# Extrait source:
▼
Est-ce que les cravings sont graves?
Ma première réponse instinctive, c’est… non! Dans le sens où dans bien des cas, les cravings occasionnels ne sont pas dommageables pour notre santé. Je pense par exemple à mon amie bloggeuse (et nutritionniste) Cynthia Marcotte, qui ne peut tout simplement pas passer une journée sans manger du chocolat. C’est une fille ultra en forme, qui s’entraine, qui mange bien la majorité du temps et qui respire la vitalité et la santé!
Tout ça pour dire que le but ultime dans notre alimentation, ça devrait toujours être « d'entretenir une relation saine avec la nourriture ». Être dans une optique de restriction, d’interdiction et de honte par rapport à nos petites envies alimentaires permet rarement d’atteindre ce but. C’est exactement pour cette raison que j’ai mis des guillemets dans l’expression aliments « pas bons » pour nous en introduction de ce texte : je voudrais être bien claire sur le fait que dans l’absolu, je crois qu’aucun aliment n’est intrinsèquement « mauvais » pour nous.
Personne ne devrait viser la perfection absolue dans son alimentation et les « cravings » peuvent très bien s’intégrer là-dedans, dans une logique d’équilibre global et de petit plaisir.
Quand les cravings sont moins sains…
Ceci étant dit, il peut arriver que ce type d’envie irrésistible puisse devenir plus problématique, soit par leur fréquence, leur intensité ou leur caractère plus « compulsif ». Si vous sentez que vous êtes en déséquilibre, il existe certains trucs qui permettent de mieux faire face à ces situations.
Le premier truc, ce serait bien sûr d’être à l’écoute de votre corps. Avez-vous l’impression que ce dernier essaie de vous faire comprendre quelque chose? Que vous êtes fatigué ou trop stressé par exemple? Ce sont deux facteurs qui, vous le savez déjà, peuvent mener à des cravings assez irrépressibles. Il n’existe malheureusement pas de solution miracle mais un truc pourrait être de considérer votre bien-être de manière plus générale et d’essayer de pallier à ces manques : en prenant un cours de yoga, et évitant le binge watching régulier le soir, etc.
▲
# Consignes:
**a.** Relevez dans l'extrait sur les cravings les aspects par lesquels ces envies irrésistibles peuvent devenir plus problématiques.
**b.** D'après l'extrait sur les cravings, quels deux états peuvent mener à des cravings assez irrépressibles ?
**c.** Rédigez la suite de l'extrait sur les cravings après son dernier paragraphe.

# Données fournies:
▼
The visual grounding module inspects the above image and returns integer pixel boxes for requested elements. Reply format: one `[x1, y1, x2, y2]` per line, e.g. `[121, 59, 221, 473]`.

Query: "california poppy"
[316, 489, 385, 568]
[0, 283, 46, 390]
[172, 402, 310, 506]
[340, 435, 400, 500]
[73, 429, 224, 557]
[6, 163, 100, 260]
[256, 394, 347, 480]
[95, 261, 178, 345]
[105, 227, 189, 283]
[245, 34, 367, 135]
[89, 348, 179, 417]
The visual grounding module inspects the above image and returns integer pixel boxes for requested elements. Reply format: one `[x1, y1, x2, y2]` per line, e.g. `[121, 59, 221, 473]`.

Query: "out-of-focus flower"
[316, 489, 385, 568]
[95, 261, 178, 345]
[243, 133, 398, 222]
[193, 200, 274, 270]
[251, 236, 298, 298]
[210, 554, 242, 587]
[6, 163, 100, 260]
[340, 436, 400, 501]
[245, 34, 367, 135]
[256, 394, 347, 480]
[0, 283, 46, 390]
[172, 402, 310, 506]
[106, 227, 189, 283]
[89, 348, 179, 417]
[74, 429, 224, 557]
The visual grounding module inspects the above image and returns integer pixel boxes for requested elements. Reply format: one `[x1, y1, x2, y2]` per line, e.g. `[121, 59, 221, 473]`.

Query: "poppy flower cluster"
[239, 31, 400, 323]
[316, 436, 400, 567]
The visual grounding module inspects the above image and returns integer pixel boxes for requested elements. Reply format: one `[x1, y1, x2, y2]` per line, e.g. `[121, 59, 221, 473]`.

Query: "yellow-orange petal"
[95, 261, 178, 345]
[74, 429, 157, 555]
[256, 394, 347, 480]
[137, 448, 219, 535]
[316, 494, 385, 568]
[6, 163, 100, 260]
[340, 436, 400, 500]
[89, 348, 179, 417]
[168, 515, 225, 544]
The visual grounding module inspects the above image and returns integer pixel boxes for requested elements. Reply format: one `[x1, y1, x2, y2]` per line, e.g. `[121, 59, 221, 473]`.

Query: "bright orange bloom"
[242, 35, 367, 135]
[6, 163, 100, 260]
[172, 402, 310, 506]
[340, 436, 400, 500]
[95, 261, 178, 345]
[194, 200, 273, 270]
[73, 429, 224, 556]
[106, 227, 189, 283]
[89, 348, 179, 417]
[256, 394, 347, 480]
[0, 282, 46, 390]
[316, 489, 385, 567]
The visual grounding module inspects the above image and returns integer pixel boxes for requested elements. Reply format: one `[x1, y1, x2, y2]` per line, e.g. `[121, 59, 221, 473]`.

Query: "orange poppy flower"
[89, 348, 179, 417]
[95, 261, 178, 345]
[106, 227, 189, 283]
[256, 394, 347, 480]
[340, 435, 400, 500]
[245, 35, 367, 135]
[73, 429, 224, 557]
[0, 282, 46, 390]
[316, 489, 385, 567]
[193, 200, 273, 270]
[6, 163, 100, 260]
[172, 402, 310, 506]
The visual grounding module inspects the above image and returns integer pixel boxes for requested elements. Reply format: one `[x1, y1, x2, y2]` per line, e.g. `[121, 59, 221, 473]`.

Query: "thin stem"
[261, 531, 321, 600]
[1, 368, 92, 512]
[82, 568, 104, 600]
▲
# Réponses par tâche:
**a.**
- leur fréquence
- leur intensité
- leur caractère plus « compulsif »

**b.** Être fatigué ou trop stressé.

**c.**
Le deuxième truc, c’est de reconnaître vos propres patterns. Ça paraît anodin, mais c’est déjà un grand pas pour y faire face. Par exemple dans mon cas, je sais qu’il y a une « heure creuse » durant la journée (entre disons 16 :30 et 18 :00) où je suis particulièrement vulnérable à manger tout et n’importe quoi, d’une manière assez incontrôlée. Incluant des choses qui ne sont « pas bonnes » pour moi -pas parce que je crois que je ne devrais pas avoir le droit de les manger, mais qui s’appliquent à ma situation spécifique- par exemple, des bonbons alors que ce type d'aliment amplifie directement mon anxiété.
Intégrer des probiotiques dans son alimentation pourrait également faire partie de la solution. Ça peut sembler étrange, mais il existe bel et bien un système de communication entre notre système digestif et notre cerveau. Certaines variétés de bactéries nuisibles peuvent donc envoyer des signaux qui nous (leurs hôtes) donnent envie de manger certains aliments (par exemple sucrés), qui leur permettent en fait de s’alimenter et de se multiplier! La solution consiste à rééquilibrer et enrichir/diversifier notre microbiote.
Boire beaucoup d’eau, manger plus de protéines (qui procurent un sentiment de satiété pendant plus longtemps), avoir une bonne hygiène de vie en général et « déjouer » son cerveau (en mâchant de la gomme, en faisant autre chose le temps que l’envie passe, en allant chercher du réconfort autrement, etc.) sont toutes des stratégies qui peuvent aussi fonctionner.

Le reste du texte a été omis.